- To be done:
Please locate each line in the entries below that contains the word "blue" and copy every such line in full.

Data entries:
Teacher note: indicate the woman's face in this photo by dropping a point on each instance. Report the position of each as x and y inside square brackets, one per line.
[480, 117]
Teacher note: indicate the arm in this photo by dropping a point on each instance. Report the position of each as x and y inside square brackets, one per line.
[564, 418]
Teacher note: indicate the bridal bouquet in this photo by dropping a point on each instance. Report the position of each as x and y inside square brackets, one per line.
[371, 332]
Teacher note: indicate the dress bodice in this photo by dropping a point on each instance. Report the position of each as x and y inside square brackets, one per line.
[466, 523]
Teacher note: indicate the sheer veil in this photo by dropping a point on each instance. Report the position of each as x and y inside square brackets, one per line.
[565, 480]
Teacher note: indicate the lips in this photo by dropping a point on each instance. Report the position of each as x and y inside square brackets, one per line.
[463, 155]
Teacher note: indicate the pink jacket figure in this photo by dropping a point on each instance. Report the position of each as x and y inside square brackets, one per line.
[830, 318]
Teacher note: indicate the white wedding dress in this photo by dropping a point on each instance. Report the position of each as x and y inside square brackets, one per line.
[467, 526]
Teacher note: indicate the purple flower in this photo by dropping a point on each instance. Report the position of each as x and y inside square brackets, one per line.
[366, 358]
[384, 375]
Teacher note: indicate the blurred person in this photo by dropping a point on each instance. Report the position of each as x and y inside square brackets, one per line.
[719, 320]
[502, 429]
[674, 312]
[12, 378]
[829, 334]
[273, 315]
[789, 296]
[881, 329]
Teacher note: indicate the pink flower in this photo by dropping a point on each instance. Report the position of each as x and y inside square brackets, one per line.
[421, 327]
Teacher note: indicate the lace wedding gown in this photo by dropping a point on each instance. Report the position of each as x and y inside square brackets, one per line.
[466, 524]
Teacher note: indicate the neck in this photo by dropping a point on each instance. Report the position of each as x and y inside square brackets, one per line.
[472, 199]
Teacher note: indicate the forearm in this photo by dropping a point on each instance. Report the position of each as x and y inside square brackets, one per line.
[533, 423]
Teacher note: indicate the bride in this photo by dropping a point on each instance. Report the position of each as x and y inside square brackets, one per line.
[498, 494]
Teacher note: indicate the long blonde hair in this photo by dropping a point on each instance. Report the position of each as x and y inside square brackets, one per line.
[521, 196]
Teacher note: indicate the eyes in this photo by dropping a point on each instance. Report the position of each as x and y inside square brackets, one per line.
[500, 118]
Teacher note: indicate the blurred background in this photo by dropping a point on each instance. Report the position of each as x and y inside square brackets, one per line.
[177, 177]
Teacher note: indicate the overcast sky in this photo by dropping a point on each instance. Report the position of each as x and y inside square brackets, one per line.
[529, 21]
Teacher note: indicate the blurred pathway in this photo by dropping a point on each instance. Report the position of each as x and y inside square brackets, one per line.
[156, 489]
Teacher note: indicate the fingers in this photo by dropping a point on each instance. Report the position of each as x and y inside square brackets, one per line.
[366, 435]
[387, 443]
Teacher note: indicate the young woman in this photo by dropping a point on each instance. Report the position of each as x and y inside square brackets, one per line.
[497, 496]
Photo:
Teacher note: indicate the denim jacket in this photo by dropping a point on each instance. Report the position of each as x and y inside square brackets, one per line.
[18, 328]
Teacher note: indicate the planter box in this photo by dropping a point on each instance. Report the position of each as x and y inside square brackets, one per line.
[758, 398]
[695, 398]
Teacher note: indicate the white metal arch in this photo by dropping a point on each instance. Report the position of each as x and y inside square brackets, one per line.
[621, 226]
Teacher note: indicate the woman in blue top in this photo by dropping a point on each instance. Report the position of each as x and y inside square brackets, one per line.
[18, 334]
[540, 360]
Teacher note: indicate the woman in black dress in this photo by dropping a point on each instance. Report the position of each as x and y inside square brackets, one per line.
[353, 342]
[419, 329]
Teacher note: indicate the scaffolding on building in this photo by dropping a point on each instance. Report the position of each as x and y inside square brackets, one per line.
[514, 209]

==

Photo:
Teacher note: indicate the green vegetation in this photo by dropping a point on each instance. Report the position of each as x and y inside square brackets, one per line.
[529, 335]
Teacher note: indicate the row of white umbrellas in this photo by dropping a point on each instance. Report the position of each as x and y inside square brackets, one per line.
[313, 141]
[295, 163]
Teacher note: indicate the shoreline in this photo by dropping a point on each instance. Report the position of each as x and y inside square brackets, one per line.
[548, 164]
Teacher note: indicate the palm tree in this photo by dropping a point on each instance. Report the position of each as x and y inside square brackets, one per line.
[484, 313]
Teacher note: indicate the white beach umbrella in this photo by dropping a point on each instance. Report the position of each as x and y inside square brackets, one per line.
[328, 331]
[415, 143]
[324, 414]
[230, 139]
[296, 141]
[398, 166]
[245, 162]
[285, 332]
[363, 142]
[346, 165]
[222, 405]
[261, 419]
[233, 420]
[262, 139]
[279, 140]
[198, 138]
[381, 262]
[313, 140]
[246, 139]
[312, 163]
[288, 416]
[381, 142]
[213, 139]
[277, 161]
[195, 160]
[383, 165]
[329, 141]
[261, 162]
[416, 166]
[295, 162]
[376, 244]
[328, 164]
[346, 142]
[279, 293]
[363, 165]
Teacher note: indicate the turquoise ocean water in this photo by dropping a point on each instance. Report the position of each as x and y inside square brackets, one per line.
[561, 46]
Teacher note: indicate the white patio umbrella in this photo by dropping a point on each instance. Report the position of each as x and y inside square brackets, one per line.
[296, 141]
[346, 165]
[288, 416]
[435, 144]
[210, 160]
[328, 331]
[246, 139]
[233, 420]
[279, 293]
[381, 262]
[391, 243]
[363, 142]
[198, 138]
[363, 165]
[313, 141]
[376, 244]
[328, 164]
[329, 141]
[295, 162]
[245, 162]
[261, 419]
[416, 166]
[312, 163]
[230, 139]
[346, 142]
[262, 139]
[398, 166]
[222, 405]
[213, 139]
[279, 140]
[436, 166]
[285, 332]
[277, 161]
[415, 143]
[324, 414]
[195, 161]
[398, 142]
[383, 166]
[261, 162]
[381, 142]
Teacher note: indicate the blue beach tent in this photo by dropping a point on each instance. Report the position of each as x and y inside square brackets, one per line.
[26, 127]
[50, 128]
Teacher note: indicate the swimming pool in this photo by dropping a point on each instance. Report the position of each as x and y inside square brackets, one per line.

- Reply to the task:
Teacher note: indicate the woman in blue top in this photo by dropping a point on each instance. Report the position of each as x and y inside square brackets, one per line.
Teacher note: indicate the blue beach tent in this photo by dropping a point on each instance. Report the position of each as x and y inside square brackets, one per line.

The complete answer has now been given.